THE PROBLEM: Pull out every line of the listing below that contains the string "field", with uppercase and lowercase letters treated as different.

RECORDS SUPPLIED:
____________

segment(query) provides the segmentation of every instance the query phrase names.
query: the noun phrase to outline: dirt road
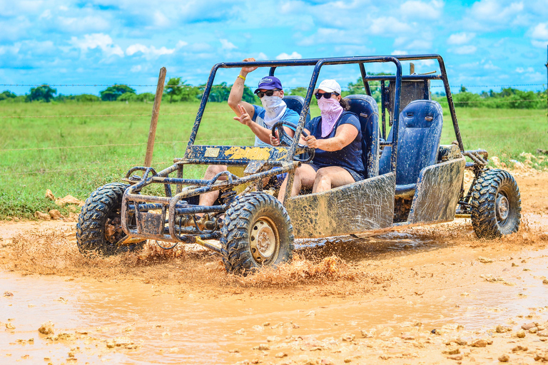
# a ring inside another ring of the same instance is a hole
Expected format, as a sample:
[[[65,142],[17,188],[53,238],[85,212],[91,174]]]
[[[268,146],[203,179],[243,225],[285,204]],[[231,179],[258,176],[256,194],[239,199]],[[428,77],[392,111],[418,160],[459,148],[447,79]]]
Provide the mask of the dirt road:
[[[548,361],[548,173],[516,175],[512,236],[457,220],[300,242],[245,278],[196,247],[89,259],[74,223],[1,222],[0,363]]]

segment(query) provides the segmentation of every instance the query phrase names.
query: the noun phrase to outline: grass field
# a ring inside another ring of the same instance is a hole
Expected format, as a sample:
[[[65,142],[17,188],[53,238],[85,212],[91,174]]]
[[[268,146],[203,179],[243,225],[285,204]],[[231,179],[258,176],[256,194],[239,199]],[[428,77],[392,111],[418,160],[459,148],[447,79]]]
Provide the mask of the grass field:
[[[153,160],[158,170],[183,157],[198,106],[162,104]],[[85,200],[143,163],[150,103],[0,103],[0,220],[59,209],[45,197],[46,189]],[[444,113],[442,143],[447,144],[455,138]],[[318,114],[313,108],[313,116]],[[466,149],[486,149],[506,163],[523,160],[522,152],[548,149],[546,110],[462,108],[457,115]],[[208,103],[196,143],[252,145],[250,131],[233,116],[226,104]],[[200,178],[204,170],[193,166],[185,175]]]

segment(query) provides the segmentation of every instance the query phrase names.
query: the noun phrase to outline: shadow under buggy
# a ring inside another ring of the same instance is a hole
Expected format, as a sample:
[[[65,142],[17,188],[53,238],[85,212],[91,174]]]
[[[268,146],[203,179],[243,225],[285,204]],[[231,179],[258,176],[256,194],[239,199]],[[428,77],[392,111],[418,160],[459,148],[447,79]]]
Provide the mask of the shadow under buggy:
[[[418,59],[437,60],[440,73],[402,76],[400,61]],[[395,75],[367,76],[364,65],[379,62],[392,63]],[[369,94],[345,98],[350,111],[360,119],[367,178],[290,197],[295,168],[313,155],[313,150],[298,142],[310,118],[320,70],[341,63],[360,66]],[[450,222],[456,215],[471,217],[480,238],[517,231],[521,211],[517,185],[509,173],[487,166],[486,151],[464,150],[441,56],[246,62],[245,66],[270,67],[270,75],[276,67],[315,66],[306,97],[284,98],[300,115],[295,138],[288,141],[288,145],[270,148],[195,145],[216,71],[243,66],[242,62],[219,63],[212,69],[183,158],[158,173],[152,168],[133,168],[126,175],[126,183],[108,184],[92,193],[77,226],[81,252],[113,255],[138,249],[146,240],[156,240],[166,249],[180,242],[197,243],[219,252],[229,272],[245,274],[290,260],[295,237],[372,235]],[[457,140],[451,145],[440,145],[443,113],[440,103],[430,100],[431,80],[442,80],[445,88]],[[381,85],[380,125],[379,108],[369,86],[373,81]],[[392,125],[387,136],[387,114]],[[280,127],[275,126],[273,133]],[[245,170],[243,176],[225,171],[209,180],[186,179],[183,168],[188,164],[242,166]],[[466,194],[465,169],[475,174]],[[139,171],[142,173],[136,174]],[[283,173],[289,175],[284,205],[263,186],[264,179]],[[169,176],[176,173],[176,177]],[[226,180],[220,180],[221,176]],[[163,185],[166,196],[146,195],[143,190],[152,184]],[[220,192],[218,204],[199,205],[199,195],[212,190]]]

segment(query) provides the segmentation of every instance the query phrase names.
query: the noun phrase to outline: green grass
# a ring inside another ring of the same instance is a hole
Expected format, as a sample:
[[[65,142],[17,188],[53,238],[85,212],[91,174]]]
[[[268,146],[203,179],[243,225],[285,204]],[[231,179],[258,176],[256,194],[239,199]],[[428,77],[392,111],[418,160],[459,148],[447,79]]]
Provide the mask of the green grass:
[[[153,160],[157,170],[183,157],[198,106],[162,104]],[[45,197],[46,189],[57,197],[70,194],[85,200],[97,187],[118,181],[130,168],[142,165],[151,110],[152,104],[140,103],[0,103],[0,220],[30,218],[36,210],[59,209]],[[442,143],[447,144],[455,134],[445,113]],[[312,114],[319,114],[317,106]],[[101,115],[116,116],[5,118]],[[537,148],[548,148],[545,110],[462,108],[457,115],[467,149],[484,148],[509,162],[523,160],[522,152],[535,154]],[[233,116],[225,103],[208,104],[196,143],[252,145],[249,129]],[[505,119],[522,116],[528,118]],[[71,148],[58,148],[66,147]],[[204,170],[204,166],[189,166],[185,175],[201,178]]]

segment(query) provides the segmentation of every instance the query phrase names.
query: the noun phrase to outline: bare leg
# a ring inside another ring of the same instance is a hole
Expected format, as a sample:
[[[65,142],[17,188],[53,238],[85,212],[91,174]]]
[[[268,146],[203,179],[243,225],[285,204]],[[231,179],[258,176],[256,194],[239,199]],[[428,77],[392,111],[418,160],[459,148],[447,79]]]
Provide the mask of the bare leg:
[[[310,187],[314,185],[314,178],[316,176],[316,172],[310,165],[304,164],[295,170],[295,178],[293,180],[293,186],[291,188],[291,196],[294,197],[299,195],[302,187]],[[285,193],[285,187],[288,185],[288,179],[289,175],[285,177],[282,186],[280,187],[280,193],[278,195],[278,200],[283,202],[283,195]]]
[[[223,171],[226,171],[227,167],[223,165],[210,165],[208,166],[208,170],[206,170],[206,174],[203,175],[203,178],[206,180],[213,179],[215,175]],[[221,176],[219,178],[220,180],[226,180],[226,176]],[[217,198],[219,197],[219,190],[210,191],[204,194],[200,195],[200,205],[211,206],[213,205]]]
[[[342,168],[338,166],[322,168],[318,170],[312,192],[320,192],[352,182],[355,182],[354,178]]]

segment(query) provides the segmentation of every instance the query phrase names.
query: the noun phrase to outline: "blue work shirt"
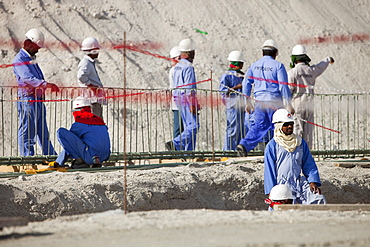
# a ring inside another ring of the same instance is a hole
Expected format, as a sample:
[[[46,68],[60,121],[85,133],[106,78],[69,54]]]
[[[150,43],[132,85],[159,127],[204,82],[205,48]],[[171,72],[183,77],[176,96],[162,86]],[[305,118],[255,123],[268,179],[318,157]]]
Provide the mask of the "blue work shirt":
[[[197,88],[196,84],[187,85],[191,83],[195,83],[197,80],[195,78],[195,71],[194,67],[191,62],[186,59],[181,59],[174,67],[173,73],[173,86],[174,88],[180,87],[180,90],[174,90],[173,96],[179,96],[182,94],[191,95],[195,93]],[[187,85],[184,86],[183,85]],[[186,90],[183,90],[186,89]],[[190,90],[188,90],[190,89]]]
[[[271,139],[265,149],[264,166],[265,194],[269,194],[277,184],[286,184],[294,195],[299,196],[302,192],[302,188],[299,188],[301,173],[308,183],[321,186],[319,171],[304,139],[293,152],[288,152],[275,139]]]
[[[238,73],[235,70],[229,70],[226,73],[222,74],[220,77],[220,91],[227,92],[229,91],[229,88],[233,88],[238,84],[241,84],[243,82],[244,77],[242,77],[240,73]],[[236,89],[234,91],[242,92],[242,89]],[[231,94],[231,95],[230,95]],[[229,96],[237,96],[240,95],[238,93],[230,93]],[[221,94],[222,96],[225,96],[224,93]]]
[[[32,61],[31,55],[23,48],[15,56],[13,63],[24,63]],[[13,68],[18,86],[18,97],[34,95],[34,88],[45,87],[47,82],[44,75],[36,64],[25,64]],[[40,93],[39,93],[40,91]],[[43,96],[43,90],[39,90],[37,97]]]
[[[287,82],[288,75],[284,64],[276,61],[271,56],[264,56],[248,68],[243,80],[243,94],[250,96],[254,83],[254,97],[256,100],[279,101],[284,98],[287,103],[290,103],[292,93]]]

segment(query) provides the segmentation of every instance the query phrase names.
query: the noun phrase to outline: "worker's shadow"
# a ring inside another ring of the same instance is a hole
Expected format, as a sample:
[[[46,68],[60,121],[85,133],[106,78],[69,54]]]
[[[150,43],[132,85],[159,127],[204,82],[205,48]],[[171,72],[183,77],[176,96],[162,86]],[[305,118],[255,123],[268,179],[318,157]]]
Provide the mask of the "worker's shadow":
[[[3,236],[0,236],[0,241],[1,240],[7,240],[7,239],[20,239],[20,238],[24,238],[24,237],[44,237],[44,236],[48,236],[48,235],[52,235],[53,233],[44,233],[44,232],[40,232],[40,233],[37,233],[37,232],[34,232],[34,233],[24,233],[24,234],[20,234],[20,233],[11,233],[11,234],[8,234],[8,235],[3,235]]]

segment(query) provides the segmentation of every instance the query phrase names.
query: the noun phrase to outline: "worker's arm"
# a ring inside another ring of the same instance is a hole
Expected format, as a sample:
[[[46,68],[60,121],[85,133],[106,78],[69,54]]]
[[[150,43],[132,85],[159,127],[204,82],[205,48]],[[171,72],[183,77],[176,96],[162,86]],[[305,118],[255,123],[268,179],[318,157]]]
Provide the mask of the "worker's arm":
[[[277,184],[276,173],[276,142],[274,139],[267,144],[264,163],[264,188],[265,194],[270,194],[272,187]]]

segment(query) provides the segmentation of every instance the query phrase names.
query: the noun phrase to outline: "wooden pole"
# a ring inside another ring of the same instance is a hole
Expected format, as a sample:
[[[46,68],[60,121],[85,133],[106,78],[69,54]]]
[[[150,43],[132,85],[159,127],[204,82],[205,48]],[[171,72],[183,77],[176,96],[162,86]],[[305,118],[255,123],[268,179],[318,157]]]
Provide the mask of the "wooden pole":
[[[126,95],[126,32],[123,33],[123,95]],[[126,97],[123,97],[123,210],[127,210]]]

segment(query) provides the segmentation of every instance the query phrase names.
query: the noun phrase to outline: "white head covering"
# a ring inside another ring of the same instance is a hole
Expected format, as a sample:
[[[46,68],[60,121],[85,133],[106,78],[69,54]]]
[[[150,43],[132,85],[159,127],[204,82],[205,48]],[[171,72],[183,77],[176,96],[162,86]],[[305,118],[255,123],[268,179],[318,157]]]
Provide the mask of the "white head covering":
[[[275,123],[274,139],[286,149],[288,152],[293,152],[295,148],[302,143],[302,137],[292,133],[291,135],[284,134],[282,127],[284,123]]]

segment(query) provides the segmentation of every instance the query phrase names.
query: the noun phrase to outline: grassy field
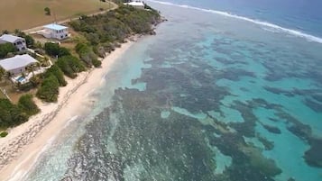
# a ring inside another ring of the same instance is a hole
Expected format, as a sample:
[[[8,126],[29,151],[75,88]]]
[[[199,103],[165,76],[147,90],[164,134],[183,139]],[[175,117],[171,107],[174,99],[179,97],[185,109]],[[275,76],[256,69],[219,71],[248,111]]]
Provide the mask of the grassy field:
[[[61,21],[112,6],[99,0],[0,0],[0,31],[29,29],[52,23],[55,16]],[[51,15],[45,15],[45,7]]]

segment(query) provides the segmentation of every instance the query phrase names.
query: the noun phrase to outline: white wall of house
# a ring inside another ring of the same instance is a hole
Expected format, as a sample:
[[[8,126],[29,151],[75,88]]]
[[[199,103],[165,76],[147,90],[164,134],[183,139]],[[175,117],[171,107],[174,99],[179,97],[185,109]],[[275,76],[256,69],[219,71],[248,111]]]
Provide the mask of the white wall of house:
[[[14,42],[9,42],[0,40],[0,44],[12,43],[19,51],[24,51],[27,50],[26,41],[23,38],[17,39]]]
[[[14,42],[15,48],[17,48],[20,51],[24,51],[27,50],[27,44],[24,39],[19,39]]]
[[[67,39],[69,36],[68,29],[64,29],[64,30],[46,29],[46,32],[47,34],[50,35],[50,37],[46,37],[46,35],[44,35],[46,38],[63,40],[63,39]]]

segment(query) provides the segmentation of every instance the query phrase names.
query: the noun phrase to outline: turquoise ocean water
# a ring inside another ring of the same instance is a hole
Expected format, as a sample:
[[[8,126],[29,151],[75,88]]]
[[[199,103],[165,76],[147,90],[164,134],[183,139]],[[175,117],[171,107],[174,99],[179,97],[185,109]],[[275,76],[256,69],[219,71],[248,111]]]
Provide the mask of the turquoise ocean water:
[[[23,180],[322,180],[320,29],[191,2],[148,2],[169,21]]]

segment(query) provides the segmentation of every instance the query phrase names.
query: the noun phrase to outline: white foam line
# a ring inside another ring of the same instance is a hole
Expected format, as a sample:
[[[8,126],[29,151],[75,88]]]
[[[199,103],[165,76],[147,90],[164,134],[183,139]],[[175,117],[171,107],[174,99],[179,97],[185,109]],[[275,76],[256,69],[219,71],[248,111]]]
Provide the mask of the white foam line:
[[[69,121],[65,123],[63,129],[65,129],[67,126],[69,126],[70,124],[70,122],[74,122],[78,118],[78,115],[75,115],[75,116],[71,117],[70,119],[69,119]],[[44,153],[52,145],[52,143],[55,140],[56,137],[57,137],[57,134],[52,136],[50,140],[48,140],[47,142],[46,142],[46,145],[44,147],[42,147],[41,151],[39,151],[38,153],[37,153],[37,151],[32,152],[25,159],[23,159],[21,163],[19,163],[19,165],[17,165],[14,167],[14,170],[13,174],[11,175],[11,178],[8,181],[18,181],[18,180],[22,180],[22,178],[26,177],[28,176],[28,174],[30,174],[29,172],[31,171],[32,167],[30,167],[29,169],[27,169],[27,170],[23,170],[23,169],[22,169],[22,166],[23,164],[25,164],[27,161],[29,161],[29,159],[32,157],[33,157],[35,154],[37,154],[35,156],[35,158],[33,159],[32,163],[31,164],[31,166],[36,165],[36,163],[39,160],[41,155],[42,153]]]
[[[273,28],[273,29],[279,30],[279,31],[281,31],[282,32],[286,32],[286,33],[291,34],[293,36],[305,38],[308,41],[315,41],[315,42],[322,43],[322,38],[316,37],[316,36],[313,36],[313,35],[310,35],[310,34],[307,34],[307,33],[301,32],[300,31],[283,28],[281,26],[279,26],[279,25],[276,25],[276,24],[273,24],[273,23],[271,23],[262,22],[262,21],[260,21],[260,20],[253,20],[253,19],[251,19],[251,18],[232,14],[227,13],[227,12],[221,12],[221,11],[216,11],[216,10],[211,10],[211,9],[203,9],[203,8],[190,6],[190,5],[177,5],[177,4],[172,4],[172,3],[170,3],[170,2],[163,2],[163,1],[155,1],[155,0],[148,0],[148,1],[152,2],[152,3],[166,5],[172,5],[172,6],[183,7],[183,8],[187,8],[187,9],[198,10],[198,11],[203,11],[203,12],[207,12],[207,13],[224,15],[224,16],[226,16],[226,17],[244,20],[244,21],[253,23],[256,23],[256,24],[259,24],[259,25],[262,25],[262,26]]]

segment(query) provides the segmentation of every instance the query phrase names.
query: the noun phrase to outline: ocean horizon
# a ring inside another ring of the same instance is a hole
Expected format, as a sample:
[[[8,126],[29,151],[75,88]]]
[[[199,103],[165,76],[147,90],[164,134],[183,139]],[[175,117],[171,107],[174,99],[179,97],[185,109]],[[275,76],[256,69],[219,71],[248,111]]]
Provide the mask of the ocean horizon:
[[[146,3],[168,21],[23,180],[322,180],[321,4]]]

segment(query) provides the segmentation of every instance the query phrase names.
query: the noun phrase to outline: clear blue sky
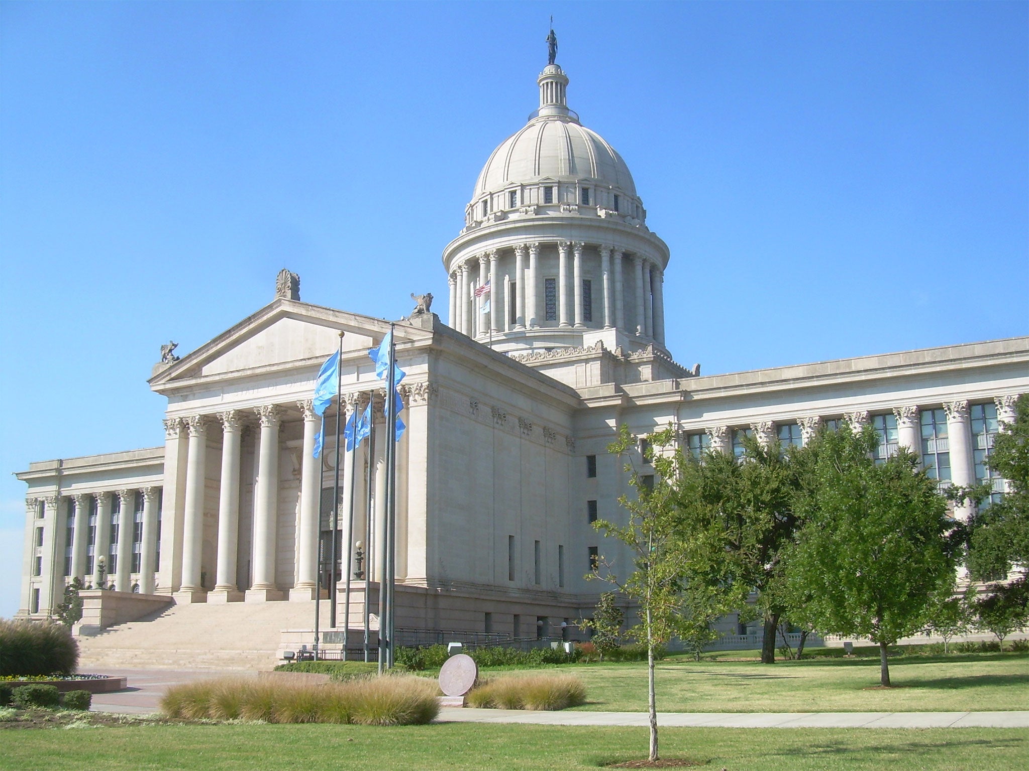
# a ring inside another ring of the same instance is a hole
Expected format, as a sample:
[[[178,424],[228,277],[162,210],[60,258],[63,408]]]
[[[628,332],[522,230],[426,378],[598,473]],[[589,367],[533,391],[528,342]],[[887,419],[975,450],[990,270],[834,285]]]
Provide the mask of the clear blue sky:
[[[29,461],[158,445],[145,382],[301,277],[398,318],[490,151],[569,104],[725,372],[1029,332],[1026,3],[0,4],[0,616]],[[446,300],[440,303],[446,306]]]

____________

TASK ANSWER:
query: the noun phrase to outline: grass field
Provide the mask of the grass field:
query: the noun phrase to outline: grassy field
Provide the mask of the grassy field:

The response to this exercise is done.